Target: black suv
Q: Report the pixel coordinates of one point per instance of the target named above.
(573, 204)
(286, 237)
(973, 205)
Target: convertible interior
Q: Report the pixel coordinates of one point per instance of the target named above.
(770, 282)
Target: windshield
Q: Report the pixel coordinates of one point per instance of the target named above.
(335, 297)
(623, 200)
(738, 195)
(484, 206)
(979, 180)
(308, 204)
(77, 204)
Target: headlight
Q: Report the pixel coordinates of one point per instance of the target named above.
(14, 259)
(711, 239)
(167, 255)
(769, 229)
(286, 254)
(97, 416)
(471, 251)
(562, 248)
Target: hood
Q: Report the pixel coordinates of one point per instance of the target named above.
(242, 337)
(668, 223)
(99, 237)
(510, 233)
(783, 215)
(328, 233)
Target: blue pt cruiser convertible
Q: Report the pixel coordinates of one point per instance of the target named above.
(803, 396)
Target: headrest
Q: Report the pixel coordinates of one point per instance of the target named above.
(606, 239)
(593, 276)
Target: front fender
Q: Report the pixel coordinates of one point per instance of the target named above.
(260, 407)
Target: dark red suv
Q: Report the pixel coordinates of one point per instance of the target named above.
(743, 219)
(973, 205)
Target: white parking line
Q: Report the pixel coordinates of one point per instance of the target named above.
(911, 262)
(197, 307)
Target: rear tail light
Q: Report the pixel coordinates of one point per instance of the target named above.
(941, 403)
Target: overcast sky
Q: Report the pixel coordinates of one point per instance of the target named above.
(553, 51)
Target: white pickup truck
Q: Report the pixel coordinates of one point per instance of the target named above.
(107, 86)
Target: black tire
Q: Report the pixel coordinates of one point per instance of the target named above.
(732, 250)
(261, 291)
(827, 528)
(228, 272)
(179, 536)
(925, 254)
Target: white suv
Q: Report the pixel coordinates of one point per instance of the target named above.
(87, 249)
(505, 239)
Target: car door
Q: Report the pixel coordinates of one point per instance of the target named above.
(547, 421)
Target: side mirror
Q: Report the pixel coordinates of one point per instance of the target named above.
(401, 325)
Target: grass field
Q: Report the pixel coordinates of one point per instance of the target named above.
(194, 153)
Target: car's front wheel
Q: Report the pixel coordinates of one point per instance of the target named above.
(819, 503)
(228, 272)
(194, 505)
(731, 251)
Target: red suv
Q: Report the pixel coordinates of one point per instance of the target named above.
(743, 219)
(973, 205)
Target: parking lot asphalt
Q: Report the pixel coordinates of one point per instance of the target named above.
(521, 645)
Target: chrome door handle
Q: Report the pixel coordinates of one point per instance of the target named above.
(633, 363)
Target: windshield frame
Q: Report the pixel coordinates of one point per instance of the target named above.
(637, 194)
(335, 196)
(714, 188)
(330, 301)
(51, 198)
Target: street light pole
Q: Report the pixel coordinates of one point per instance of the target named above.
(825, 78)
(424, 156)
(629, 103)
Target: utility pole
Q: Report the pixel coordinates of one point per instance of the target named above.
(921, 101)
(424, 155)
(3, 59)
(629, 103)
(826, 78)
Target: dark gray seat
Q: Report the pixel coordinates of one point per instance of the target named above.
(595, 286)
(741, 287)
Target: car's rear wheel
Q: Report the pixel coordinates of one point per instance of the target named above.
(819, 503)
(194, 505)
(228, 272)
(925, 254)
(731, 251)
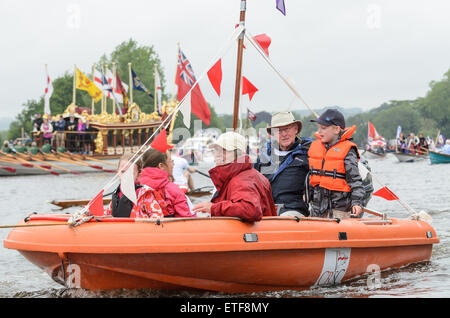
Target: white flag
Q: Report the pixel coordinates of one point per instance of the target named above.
(48, 93)
(185, 109)
(127, 184)
(399, 130)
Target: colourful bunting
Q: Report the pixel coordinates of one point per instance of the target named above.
(248, 88)
(281, 7)
(215, 76)
(264, 42)
(160, 142)
(385, 193)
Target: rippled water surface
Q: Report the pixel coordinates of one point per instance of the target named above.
(423, 186)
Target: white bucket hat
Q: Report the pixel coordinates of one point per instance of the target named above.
(284, 118)
(230, 141)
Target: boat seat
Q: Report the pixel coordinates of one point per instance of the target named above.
(292, 213)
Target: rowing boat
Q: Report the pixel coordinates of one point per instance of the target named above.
(65, 204)
(437, 157)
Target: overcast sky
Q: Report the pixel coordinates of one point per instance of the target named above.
(352, 53)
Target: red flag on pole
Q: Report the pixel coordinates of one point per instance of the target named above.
(96, 205)
(248, 88)
(215, 76)
(160, 142)
(385, 193)
(185, 79)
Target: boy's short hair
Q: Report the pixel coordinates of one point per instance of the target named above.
(331, 117)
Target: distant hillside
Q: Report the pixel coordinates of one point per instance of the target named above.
(4, 123)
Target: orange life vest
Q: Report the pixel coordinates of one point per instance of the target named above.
(327, 168)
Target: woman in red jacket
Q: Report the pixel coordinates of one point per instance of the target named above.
(157, 167)
(242, 191)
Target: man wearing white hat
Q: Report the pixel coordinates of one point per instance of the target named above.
(242, 191)
(284, 162)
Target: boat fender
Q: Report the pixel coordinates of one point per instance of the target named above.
(342, 236)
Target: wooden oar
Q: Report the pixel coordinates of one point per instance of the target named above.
(69, 157)
(33, 164)
(101, 161)
(64, 158)
(54, 165)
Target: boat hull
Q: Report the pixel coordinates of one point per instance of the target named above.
(373, 155)
(224, 254)
(437, 158)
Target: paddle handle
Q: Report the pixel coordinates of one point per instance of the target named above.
(203, 174)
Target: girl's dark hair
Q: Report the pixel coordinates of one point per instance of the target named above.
(152, 158)
(126, 157)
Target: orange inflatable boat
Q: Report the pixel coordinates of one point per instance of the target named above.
(218, 254)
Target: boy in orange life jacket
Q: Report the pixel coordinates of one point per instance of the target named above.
(337, 189)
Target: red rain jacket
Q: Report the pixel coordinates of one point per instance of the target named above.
(242, 192)
(175, 198)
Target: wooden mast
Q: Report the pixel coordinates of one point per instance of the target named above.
(237, 92)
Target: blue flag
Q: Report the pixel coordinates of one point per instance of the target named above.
(137, 84)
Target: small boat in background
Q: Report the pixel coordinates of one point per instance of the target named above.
(407, 157)
(370, 154)
(437, 157)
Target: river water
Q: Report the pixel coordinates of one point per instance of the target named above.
(423, 186)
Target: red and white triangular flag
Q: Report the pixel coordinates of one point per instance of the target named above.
(95, 206)
(385, 193)
(248, 88)
(127, 184)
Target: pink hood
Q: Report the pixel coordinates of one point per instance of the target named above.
(175, 198)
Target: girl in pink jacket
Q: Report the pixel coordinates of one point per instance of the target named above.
(156, 170)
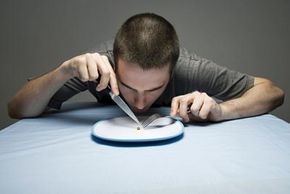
◆ ◆ ◆ ◆
» **Stated goal**
Extract every line of the entries above that includes the word "fender", and reproduce each such line in full.

» **Task solution**
Target: front fender
Target: boat fender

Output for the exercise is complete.